#### Raw records

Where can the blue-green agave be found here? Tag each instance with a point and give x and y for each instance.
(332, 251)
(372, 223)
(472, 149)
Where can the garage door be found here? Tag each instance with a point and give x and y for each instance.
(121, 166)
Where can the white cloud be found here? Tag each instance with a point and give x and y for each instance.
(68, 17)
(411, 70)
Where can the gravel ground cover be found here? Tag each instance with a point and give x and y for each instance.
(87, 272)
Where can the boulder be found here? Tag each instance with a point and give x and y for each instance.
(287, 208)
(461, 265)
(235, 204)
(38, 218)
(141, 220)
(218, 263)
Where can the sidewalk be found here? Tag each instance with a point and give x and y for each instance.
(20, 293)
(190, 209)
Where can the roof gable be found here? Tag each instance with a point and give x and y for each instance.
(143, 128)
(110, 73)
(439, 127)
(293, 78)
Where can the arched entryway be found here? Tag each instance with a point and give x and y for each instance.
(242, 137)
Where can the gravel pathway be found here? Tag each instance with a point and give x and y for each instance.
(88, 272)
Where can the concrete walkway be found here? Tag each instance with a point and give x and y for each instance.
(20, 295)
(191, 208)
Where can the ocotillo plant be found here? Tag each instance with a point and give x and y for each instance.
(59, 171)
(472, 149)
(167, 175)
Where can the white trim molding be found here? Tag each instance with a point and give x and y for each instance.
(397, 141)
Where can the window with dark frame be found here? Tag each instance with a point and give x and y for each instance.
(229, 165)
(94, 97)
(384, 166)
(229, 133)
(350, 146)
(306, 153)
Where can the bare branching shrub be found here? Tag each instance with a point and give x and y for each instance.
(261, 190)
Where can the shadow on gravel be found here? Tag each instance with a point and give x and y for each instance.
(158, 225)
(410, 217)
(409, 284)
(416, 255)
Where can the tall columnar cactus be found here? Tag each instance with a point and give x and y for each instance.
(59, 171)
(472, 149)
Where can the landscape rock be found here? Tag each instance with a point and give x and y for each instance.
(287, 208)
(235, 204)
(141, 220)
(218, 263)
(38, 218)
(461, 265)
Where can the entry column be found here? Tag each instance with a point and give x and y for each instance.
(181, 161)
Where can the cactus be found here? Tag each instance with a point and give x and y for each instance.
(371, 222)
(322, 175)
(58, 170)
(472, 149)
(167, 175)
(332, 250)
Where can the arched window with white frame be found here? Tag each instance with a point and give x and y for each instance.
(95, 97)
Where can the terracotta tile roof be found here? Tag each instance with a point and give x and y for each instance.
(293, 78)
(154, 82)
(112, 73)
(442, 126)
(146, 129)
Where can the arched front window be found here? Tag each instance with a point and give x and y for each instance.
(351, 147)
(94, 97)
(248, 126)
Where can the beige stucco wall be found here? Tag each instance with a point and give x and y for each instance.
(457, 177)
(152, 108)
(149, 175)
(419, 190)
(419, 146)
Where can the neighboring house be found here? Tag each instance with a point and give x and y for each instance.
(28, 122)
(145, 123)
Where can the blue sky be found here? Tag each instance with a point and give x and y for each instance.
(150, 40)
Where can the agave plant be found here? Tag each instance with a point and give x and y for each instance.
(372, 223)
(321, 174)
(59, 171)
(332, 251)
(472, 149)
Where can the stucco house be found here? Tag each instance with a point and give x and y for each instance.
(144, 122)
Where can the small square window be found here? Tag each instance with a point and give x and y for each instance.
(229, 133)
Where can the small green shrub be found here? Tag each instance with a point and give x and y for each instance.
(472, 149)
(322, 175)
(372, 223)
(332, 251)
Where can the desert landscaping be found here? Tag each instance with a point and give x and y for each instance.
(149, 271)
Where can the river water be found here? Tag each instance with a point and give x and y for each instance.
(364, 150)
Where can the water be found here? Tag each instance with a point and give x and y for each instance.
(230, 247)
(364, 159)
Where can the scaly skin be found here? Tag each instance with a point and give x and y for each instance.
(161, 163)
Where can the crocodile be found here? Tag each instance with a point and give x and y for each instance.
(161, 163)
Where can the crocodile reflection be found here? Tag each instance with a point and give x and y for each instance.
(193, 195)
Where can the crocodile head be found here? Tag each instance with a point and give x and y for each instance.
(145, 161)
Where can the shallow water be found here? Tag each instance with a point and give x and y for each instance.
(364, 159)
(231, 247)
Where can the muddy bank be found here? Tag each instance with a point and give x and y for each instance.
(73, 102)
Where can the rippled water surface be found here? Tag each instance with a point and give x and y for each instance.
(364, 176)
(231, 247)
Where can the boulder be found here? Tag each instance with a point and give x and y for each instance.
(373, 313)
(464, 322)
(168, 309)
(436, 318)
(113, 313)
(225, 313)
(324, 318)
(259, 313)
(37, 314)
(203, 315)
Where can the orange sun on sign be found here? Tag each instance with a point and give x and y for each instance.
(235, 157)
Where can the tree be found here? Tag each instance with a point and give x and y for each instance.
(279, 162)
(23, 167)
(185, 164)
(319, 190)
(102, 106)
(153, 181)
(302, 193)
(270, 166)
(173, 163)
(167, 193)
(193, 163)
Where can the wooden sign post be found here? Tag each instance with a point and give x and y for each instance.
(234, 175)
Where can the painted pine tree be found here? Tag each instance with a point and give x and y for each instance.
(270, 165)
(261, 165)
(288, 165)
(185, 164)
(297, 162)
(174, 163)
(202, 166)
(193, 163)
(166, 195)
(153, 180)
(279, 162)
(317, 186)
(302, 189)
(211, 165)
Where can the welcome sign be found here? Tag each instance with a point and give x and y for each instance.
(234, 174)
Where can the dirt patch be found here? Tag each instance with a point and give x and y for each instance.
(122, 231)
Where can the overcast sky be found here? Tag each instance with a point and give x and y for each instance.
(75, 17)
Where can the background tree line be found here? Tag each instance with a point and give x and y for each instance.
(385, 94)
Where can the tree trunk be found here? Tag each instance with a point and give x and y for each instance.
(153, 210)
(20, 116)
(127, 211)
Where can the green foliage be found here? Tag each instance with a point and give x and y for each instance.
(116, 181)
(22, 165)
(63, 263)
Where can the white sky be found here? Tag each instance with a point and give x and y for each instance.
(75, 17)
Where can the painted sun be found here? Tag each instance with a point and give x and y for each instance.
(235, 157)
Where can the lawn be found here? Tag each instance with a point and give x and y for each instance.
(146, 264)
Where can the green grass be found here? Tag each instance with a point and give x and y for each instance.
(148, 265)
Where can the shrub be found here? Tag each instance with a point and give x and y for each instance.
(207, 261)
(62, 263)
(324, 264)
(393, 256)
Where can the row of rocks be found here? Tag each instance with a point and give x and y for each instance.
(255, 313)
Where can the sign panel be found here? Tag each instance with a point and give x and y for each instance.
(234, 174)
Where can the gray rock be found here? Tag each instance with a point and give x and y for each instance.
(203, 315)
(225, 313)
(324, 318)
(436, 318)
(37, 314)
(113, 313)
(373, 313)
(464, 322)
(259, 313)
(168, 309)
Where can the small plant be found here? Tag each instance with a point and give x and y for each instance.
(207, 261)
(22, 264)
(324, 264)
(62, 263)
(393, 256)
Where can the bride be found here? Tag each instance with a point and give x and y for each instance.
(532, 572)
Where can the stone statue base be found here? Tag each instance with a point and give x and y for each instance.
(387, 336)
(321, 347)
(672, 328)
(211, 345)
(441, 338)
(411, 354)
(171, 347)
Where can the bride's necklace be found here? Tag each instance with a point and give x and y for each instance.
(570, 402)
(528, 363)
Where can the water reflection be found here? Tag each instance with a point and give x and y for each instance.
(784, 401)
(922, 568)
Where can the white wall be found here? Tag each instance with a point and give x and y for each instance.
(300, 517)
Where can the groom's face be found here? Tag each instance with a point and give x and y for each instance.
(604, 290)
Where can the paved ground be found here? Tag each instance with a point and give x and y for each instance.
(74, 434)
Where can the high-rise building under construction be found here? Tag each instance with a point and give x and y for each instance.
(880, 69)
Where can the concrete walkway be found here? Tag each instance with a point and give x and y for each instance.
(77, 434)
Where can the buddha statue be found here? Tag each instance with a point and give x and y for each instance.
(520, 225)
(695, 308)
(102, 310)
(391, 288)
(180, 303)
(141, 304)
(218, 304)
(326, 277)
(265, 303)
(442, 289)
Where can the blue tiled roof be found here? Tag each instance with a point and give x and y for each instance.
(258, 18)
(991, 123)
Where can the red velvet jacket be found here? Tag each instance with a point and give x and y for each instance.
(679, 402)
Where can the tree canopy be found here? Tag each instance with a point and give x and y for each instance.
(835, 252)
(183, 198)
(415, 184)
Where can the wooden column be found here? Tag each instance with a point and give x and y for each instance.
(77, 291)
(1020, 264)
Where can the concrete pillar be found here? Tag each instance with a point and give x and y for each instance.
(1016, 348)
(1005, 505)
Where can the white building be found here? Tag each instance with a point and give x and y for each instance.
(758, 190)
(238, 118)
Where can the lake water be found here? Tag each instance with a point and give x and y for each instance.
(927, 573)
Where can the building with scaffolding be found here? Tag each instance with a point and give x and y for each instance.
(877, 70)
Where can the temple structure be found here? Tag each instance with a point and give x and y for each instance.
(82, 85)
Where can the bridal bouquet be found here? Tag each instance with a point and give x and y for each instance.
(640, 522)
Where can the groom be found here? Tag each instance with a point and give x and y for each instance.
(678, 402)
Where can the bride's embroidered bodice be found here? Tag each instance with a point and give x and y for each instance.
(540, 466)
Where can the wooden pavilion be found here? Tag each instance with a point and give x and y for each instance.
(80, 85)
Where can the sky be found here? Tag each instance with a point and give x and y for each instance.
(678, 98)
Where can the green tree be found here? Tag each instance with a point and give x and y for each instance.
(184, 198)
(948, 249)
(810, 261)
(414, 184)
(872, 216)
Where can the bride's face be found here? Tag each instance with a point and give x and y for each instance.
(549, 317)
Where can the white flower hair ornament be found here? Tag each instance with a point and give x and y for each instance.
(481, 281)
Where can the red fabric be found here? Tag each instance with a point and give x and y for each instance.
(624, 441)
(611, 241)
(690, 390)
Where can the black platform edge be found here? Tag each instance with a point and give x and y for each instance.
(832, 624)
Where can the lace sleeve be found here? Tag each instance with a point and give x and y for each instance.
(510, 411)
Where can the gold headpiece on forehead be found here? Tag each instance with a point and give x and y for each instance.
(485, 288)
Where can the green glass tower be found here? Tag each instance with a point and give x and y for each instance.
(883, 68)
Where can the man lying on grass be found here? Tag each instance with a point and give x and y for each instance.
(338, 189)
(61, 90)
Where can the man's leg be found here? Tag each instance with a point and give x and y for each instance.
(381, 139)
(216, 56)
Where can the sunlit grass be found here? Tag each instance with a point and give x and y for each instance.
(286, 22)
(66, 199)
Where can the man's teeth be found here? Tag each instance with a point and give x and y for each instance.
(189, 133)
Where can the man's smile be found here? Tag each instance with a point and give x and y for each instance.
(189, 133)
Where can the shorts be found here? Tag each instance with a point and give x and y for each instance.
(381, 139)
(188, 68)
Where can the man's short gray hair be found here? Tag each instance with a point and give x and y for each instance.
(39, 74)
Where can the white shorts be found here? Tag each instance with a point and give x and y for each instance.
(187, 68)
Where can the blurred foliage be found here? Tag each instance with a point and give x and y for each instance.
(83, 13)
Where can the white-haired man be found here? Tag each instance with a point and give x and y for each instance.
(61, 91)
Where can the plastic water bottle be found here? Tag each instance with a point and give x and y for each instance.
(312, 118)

#### What to produce
Beginning at the line containing "Where can the man's teeth", repeat each line exactly through the last line of the entries, and include no other lines.

#### Solution to the exercise
Where can the man's teeth be found here? Tag each instance with a point and give x and y for each instance.
(189, 133)
Where can the man's smile be found here? Tag each instance with a point and give x and y for each instance.
(189, 133)
Where can the shorts be found here? Tag each instance with a point and give x and y for each instance.
(381, 139)
(188, 68)
Where can the man's short gray hair be found here? Tag each instance with a point and give x and y for each instance.
(39, 74)
Where can the white shorts be found here? Tag each instance with a point and give x and y for each instance.
(187, 68)
Where can the blurred foliage be found here? Tag each instance with a point and give x and y for each instance.
(83, 13)
Where can the white-haired man be found here? Tag each instance with a point and give x and y for each instance.
(61, 91)
Where can the plastic water bottle be found here? Tag each instance with a point and give x and y for each instance.
(312, 118)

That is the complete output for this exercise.